++++ SEITENAUSZUG

Ralf Hebold (41) aus Magdeburg hat Hypochondroplasie, eine genetisch bedingte Störung des Knochen- und Knorpelwachstums. Als Kind musste er sehr schmerzhafte Beinverlängerungs-Operationen über sich ergehen lassen - die haben ihm 15 Zentimeter geschenkt. Heute ist er 1,47 Meter groß. Seiner Tochter, die diese Krankheit geerbt hat, möchte er diese OPs am liebsten ersparen. Er hofft dennoch, dass auch sie eines Tages ein normales Auto fahren und ein selbstständiges Leben führen kann.
Deshalb ist die vierjährige Judy in Behandlung bei Professor Klaus Mohnike, Endokrinologe und Chefarzt in der Universitätsklinik Magdeburg. Der forscht gerade an einem neuen Medikament, das ihr Wachstum fördern könnte. Wird Judy davon profitieren? Oder wird sie sich später doch - wie der Vater - die Beine operativ verlängern? Vorsorglich erkundigen sich die Eltern bei Professor Rainer Baumgart in München, wie ein solches Prozedere ablaufen würde. Wird es heute noch so schlimm sein wie früher? "Sie wird das schon schaffen", meinen die Eltern einhellig. Denn eines hat Ralf seiner Tochter jetzt schon mitgegeben: Selbstbewusstsein! Und tatsächlich, Judy macht es wie ihr Vater und klettert überall hoch, um selbst das zu erreichen, was sie möchte. Sich helfen lassen ist die absolute Ausnahme. Auch im Kindergarten lässt sie sich von niemandem gängeln.
Rolf Mayr (55), genannt Bibo nach dem großen Vogel in der "Sesamstraße", ist mit 2,22 Metern der größte Deutsche. "37°" hat bereits über ihn berichtet. Bibos Sohn Daniel (24) wurde damals vom Arzt vermessen, um eine Prognose über seine Größe zu erstellen. Nun ist Daniel mit 2,18 Metern ausgewachsen und Basketball-Profi geworden - wie früher sein Vater. Beide haben im Sport die Möglichkeit gefunden, das Beste aus ihrer Länge zu machen. Nach seiner Knieverletzung vor zwei Jahren kämpft er unermüdlich um sein Comeback. "Die Körpergröße gibt eine gewisse Sicherheit. Ich merke, dass ich von Natur aus Respekt erzeuge", erzählt Daniel.
Auch wenn Größe oft von Vorteil ist, bringt sie auch Nachteile mit sich: Man fällt überall auf, wird oft angequatscht oder ungefragt fotografiert. Das regt vor allem Bibos zweite Ehefrau Gaby auf, die selbst 1,80 Meter aufweist und ihren Mann bei einem "Große-Leute-Forum" kennengelernt hat. Inzwischen haben sie zusammen einen dritten Sohn, Peter, der mit Sicherheit auch so riesig wird wie seine beiden Halbbrüder. Der Vater bringt ihnen bei, gelassen mit all dem umzugehen. Sie haben gelernt, vor jedem Türrahmen den Kopf einzuziehen und sich beim Küssen zu den Mädchen hinunterzubeugen. Die wiederum müssen stets weit nach oben schauen. Augenhöhe ist nur möglich, wenn man sich auf Stufen stellt.
Für Mädchen ist es schwieriger, so groß zu sein. Es widerspricht dem Klischee von Frauen, die normalerweise kleiner sind als Männer. Anna aus Itzehoe ist mit 13 Jahren schon 1,85 Meter groß. In der Schule fällt sie ständig auf. Um dem entgegenzutreten, verhält sie sich meist ein wenig schüchtern. Ihre ebenfalls sehr großen Eltern lassen ihr Hormone verschreiben, damit sie nicht zwei Meter groß wird - eine etwa dreifach dosierte Antibabypille. Die verursacht oft Übelkeit. Wird sich die Behandlung für Anna auszahlen?
Drei Familien mit ungewöhnlich großen und kleinen Menschen erzählen in "37°", wie sie ihr Leben meistern und sich gegenseitig unterstützen.

++++++++
++++ BEREITGESTELLTES MATERIAL

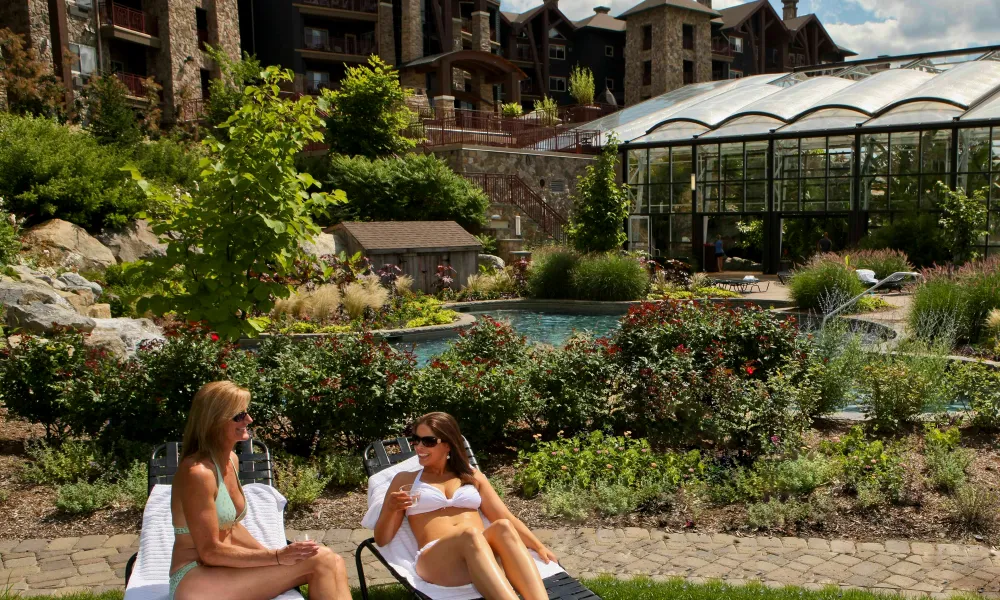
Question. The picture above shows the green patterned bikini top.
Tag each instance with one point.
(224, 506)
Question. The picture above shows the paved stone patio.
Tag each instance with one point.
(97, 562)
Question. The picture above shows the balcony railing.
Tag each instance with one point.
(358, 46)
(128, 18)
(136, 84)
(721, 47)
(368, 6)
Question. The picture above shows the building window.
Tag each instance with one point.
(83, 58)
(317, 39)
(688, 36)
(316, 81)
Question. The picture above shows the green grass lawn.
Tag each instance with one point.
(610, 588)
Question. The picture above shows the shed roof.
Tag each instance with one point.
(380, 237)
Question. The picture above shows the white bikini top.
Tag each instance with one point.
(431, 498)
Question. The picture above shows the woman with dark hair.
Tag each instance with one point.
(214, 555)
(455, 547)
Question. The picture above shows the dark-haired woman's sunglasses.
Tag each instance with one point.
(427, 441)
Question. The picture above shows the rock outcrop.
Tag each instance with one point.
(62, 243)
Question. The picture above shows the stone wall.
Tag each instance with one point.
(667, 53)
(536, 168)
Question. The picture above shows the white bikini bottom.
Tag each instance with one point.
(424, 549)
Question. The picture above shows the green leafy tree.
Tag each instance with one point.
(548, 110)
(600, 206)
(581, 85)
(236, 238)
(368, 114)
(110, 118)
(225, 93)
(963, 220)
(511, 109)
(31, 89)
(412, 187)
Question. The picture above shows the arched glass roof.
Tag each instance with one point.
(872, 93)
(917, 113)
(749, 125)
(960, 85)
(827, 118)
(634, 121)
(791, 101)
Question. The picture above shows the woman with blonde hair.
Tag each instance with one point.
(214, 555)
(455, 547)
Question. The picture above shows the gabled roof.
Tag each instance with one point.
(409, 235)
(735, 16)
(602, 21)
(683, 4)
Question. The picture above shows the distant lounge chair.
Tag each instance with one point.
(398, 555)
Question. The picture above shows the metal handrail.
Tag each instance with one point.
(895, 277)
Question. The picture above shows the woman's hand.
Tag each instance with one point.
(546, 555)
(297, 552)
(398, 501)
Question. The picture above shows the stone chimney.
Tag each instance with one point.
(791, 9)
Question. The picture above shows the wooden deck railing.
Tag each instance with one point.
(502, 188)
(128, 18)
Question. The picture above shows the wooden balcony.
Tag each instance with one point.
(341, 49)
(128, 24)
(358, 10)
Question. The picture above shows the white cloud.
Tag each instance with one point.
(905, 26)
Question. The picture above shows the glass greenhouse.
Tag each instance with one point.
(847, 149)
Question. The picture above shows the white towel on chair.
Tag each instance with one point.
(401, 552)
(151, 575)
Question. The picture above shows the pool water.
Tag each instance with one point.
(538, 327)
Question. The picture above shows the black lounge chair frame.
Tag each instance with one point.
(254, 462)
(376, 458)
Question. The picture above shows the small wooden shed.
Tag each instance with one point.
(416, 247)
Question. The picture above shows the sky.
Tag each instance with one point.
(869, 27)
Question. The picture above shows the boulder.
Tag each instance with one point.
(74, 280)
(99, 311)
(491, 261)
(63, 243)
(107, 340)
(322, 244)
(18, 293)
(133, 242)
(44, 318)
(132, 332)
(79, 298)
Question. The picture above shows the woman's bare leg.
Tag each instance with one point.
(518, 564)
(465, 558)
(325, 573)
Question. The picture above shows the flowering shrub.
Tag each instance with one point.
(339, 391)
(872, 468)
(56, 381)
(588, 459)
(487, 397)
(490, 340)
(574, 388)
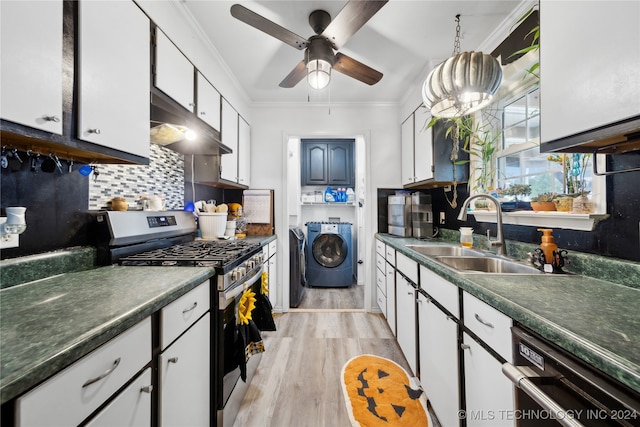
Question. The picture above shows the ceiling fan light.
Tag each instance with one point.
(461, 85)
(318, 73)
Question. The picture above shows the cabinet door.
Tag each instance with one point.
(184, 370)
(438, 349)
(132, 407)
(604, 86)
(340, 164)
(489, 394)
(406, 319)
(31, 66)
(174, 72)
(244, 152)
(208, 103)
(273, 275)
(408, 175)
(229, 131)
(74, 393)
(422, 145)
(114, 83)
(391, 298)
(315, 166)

++++++++
++++ BEREITGESTELLTES MATERIAL

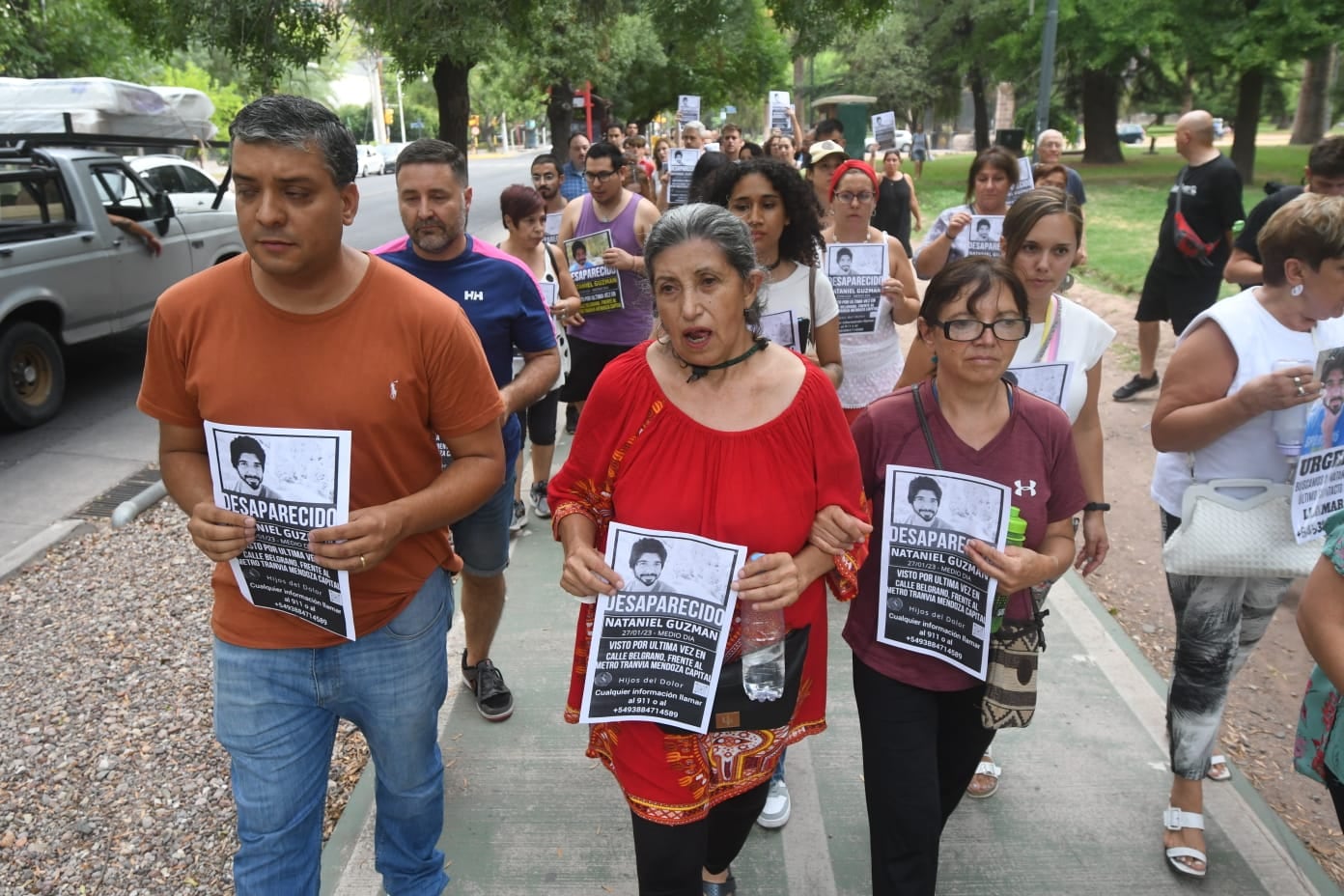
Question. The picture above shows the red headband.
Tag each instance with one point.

++++++++
++++ BEREITGESTELLTES MATERIAL

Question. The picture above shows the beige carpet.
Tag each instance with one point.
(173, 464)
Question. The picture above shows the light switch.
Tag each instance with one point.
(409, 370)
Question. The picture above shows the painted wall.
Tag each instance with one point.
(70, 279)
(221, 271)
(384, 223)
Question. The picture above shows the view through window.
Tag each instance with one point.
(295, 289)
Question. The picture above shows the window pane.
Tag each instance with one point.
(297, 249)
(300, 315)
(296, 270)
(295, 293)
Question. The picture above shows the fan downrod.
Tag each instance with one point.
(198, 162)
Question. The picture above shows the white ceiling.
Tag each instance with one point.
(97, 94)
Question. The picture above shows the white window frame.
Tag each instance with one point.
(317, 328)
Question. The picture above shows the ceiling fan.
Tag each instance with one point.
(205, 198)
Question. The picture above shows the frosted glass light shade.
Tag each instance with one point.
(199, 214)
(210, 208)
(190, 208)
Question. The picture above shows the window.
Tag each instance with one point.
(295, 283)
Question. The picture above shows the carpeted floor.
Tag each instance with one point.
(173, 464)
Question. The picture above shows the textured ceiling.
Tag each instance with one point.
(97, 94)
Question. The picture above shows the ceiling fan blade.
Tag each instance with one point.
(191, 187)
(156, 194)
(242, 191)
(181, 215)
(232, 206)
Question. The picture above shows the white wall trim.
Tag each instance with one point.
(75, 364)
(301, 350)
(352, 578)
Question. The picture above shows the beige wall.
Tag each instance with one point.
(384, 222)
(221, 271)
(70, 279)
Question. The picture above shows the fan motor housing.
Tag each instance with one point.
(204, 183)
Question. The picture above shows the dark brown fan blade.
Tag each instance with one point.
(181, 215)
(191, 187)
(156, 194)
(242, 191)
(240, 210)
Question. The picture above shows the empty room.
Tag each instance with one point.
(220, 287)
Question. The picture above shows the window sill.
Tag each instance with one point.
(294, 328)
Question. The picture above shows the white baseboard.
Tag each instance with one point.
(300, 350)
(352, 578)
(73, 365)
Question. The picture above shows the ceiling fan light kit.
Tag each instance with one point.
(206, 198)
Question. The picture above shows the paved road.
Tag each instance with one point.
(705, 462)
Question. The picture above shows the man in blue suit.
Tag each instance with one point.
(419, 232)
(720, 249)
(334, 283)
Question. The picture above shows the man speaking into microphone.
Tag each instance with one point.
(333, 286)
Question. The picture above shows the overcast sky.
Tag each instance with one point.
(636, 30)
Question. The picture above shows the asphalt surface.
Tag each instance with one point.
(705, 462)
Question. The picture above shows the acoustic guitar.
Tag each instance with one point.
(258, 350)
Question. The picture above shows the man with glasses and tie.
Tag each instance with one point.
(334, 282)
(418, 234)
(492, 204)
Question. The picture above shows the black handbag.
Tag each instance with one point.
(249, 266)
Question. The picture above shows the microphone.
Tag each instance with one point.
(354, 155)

++++++++

● ZU ERLEDIGENDE AUFGABEN
**A)** Wie groß ist Ralf Hebold laut Seitenauszug heute?
**B)** Gib die Stelle von „Auch wenn Größe“ bis einschließlich „auf Stufen stellt.“ aus dem Seitenauszug wörtlich wieder.
Das Material stammt aus einer anderen Quelle.

● LÖSUNGEN
**A)** 1,47 Meter.

**B)**
Auch wenn Größe oft von Vorteil ist, bringt sie auch Nachteile mit sich: Man fällt überall auf, wird oft angequatscht oder ungefragt fotografiert. Das regt vor allem Bibos zweite Ehefrau Gaby auf, die selbst 1,80 Meter aufweist und ihren Mann bei einem "Große-Leute-Forum" kennengelernt hat. Inzwischen haben sie zusammen einen dritten Sohn, Peter, der mit Sicherheit auch so riesig wird wie seine beiden Halbbrüder. Der Vater bringt ihnen bei, gelassen mit all dem umzugehen. Sie haben gelernt, vor jedem Türrahmen den Kopf einzuziehen und sich beim Küssen zu den Mädchen hinunterzubeugen. Die wiederum müssen stets weit nach oben schauen. Augenhöhe ist nur möglich, wenn man sich auf Stufen stellt.